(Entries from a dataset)

START

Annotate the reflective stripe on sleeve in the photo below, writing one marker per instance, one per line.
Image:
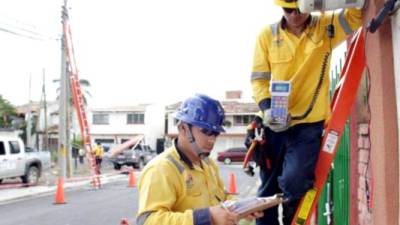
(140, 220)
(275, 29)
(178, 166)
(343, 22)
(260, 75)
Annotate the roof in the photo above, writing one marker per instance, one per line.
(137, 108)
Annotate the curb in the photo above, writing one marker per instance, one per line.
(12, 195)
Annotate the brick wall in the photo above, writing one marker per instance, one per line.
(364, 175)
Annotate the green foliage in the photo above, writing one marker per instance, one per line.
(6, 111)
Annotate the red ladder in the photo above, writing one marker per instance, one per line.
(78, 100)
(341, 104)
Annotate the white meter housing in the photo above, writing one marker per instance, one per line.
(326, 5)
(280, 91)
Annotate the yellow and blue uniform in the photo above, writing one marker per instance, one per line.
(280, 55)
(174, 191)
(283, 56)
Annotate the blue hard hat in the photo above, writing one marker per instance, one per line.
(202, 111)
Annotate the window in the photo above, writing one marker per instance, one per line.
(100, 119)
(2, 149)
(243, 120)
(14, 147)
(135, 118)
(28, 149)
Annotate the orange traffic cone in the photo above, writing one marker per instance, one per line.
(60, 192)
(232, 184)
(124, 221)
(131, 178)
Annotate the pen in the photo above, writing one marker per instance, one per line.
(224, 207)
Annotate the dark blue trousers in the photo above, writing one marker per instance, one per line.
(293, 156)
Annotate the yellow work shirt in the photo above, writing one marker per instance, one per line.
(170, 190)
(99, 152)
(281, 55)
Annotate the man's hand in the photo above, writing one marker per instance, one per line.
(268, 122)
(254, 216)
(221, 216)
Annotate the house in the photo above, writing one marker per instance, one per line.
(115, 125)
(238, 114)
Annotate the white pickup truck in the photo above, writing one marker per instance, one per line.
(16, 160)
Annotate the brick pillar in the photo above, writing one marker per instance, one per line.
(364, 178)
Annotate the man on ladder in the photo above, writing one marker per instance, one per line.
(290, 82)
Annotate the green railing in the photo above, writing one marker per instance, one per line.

END

#### What to do:
Give every line of all the records above as a numbered list, skipping blank lines and leaving the pictures out of the answer.

#### Solution to the problem:
1. Annotate the reflective stripe on sleeve in the photo below, writing one marker per instance, one per line.
2. Image:
3. (140, 220)
4. (275, 29)
5. (178, 166)
6. (343, 22)
7. (260, 75)
8. Annotate the roof in the photo above, writing one marker per instance, one per line.
9. (137, 108)
10. Annotate the curb in the photo above, writing one marker per instance, one per line.
11. (12, 195)
12. Annotate the brick wall in the photo above, writing one marker per instance, one per line.
13. (364, 175)
14. Annotate the green foliage in the photo above, writing one marker per instance, one per line.
15. (6, 111)
16. Annotate the red ladder in the photo above, writing one marker per instance, one per line.
17. (78, 100)
18. (341, 104)
19. Annotate the white meter housing in the photo above, writing one marker per instance, one per line.
20. (326, 5)
21. (280, 91)
22. Annotate the yellow and blue uniform in the photo above, writing one marker per instance, one per line.
23. (280, 55)
24. (174, 191)
25. (283, 56)
26. Annotate the blue hard hat in the photo above, writing one marker per instance, one per line.
27. (202, 111)
28. Annotate the window in the photo above, writing one marker per instance, one per line.
29. (100, 119)
30. (2, 149)
31. (243, 120)
32. (14, 147)
33. (135, 118)
34. (28, 149)
35. Annotate the orange traffic cone in the photo above, writing one marker per instance, one per line.
36. (60, 192)
37. (232, 184)
38. (124, 221)
39. (131, 178)
40. Annotate the pen in the photo above, writing one marker per instance, one per line.
41. (224, 207)
42. Annotate the dark blue trousers in the photo above, writing one marker per instance, one per line.
43. (293, 156)
44. Annotate the yellow work shirt in the photo above, writing one marker per instance, one per line.
45. (170, 190)
46. (99, 152)
47. (281, 55)
48. Annotate the man's hand in the photo above, writing one marker per instance, one per line.
49. (268, 122)
50. (254, 216)
51. (221, 216)
52. Annotate the house in the photo above, writing one marker per instance, one per line.
53. (115, 125)
54. (238, 114)
55. Annotate the white pickup truck in the photo above, writing one marker per instance, one per line.
56. (16, 160)
57. Annotate the brick pillar in the photo above, writing one marker per instance, one per line.
58. (364, 178)
59. Annotate the man on ladder in the photo above, writing one marker per instance, one per line.
60. (290, 82)
61. Annotate the green railing in the photo above, writing one marker per instance, one per line.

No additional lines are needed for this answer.